- _What the task asks_
Copy the records from the line with "Please mark the gray" through the end of the records, both ends included, and leave every line as it is except that you shift each coordinate in the answers by -11.

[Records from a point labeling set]
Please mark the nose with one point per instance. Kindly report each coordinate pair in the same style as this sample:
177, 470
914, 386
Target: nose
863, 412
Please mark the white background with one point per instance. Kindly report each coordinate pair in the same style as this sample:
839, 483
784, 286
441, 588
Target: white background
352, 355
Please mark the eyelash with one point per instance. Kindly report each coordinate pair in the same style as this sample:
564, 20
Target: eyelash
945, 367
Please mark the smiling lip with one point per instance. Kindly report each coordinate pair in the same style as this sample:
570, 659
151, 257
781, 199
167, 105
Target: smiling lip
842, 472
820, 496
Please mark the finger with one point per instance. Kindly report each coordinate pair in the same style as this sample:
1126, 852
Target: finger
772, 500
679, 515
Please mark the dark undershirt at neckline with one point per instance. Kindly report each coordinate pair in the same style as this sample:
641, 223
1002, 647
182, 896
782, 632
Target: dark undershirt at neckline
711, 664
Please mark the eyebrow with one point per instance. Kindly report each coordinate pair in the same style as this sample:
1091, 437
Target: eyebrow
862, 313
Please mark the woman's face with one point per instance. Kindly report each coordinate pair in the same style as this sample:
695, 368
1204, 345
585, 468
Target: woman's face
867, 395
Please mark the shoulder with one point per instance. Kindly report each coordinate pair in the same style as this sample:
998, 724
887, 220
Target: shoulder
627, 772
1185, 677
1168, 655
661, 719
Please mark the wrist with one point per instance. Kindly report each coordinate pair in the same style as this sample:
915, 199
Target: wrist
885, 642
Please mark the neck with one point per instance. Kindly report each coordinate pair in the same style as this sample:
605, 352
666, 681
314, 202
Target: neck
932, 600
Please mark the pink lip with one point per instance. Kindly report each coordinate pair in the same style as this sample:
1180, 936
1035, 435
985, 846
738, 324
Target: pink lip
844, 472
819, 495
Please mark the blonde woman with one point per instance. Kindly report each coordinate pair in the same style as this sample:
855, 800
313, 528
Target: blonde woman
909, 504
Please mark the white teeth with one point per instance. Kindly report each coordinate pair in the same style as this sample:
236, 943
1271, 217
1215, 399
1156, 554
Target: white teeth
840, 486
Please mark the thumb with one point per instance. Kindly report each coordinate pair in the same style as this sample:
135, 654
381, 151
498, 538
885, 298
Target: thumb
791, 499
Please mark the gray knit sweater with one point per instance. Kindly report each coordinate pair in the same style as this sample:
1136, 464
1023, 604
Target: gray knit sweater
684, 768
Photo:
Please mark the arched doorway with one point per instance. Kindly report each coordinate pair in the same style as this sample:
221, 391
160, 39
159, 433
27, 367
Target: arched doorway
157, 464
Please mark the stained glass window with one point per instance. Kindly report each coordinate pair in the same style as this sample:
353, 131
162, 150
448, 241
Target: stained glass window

- _Final result_
Please mark the gray knit sweater with one point per instance. Kindly report each coordinate pair in the same style as this sample:
1136, 464
1023, 604
Target: gray knit sweater
673, 757
Photo:
Please mark the arched doorway with one point per instance. Kindly report each coordinate pair in the same style as this sample:
221, 391
160, 39
159, 433
27, 367
Target: arched doorway
146, 453
Please mark the stained glass window with one point per instance. Kindly report each coordinate pair in the same style as this sample:
353, 131
162, 150
448, 241
Target: stained glass window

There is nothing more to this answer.